Material shown:

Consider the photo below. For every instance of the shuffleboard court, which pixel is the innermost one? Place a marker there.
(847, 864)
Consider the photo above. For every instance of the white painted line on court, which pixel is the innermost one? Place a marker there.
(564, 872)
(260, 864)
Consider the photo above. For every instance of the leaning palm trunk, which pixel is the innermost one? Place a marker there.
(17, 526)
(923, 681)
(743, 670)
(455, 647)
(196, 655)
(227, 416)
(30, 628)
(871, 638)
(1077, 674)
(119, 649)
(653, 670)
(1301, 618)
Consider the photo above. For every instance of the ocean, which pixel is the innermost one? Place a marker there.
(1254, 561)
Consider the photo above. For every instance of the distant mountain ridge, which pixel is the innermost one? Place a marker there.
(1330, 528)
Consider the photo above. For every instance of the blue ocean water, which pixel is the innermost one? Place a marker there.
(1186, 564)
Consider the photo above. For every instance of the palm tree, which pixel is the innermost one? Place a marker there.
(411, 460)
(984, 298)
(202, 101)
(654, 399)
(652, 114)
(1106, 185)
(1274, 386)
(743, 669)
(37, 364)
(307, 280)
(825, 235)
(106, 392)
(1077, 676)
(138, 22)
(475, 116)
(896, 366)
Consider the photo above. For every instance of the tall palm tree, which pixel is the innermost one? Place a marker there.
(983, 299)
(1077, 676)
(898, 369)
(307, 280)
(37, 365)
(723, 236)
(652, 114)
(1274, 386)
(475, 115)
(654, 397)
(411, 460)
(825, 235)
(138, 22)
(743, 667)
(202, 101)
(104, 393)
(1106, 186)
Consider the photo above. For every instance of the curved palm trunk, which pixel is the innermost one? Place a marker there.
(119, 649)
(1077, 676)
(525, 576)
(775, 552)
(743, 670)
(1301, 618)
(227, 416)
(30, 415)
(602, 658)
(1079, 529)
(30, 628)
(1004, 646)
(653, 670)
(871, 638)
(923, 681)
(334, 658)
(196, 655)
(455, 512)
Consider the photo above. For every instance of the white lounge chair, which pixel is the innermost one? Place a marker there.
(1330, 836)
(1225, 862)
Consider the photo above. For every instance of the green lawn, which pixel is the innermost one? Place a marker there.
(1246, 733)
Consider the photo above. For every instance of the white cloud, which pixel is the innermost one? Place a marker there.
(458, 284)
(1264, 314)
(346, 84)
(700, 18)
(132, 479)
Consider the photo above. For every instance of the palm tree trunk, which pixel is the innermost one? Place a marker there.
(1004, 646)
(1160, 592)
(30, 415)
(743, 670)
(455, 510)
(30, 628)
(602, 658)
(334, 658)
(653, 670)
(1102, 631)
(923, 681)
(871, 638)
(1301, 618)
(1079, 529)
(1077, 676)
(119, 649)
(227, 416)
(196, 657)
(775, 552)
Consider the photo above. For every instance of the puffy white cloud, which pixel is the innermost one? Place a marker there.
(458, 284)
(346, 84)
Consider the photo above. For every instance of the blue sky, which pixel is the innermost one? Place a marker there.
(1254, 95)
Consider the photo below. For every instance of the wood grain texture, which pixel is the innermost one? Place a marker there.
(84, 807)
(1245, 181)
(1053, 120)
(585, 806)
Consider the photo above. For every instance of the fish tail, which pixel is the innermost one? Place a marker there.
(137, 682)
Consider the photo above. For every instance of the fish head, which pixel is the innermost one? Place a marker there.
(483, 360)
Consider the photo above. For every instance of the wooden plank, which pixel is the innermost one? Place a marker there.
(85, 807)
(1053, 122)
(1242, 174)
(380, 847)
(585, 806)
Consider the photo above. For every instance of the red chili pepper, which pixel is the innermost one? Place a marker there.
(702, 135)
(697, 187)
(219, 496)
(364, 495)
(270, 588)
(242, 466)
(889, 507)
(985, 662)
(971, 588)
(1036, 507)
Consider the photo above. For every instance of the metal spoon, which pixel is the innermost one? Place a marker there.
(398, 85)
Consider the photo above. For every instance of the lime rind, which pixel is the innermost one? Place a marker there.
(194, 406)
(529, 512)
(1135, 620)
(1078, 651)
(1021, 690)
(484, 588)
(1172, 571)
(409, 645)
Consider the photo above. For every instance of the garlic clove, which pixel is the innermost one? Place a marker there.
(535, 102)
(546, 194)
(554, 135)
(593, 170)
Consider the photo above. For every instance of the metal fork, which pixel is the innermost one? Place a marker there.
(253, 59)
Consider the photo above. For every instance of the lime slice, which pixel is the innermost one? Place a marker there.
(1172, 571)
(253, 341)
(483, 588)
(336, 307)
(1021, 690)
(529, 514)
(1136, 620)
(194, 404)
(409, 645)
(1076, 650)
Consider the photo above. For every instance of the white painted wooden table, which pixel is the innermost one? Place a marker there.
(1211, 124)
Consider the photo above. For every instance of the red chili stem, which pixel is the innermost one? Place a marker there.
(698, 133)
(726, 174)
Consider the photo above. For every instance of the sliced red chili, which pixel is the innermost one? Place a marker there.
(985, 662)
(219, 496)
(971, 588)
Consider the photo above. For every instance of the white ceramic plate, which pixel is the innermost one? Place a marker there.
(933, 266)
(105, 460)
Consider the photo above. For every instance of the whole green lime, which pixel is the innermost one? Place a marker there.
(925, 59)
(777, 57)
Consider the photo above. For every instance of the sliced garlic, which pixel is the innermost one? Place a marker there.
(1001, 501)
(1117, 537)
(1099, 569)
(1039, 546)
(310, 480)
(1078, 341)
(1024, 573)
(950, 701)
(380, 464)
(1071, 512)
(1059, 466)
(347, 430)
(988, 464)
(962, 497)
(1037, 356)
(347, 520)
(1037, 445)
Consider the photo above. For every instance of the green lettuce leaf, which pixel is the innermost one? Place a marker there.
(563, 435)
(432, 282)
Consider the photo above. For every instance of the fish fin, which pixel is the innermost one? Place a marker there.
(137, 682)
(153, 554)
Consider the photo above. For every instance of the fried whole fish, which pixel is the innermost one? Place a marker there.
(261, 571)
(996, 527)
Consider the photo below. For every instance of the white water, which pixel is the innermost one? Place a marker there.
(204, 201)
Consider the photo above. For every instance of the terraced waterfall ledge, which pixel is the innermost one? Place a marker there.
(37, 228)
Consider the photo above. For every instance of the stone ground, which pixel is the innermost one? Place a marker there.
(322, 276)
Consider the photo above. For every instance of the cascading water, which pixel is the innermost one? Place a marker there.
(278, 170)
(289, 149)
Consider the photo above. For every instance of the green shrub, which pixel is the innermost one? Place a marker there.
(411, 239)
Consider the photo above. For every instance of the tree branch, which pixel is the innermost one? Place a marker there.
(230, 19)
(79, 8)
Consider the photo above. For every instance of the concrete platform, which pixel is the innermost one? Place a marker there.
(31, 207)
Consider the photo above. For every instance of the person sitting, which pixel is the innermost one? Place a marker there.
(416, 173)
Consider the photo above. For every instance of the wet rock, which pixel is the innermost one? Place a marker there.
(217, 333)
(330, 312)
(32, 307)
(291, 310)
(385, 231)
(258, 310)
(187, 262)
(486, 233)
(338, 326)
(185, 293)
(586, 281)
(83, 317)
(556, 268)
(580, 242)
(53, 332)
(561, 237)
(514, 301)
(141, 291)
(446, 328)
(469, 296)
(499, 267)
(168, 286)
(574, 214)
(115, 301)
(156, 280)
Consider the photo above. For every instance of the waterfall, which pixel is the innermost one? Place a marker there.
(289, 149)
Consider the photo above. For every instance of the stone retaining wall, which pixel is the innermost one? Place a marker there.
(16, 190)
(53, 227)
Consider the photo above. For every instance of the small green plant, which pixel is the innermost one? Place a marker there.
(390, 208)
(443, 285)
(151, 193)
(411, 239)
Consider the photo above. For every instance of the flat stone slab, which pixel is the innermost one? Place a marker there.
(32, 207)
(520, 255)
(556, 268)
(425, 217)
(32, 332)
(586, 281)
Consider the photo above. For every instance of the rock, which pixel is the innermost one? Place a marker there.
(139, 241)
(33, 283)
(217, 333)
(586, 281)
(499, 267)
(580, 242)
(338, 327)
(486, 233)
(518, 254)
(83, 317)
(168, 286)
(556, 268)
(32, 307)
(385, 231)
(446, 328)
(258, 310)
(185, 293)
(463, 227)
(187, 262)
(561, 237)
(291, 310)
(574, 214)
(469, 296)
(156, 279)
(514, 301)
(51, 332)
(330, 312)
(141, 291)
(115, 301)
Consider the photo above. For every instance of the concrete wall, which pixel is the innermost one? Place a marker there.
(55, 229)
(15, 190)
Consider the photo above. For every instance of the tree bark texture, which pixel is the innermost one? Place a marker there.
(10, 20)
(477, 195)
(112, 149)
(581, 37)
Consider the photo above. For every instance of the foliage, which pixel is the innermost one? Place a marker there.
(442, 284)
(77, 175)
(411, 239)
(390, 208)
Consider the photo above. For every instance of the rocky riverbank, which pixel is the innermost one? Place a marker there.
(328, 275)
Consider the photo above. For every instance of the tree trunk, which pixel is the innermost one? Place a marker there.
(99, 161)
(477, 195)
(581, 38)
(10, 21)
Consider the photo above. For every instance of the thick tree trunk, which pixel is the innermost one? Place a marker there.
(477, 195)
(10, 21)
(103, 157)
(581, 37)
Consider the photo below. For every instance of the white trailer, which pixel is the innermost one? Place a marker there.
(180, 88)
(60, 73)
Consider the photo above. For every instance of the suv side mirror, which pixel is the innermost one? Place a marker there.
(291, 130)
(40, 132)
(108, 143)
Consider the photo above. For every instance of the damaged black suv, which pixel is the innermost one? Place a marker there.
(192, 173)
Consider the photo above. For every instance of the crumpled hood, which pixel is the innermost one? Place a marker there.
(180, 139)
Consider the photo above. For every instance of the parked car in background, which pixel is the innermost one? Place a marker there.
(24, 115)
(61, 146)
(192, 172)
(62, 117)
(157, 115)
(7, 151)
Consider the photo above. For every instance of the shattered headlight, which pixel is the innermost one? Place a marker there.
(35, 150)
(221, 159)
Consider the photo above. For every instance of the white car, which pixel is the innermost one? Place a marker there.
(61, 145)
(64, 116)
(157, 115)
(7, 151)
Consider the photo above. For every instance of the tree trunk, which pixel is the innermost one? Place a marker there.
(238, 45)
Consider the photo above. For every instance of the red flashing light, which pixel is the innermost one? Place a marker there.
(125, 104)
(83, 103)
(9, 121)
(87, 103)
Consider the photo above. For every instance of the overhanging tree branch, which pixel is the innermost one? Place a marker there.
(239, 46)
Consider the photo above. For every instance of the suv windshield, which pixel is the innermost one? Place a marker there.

Work item:
For this task, copy exactly the line with "Consider the photo above. For every instance of the overhanging" and the lines that come after it, stopping at the end of the material above.

Answer for this exercise:
Consider the photo above. For every instance of the overhanging tree branch, which pixel is the innermost one? Place a marker there.
(239, 46)
Consider the photo above. For every instance of the suv windshield, which pixel is the innermost one? Place a marker there.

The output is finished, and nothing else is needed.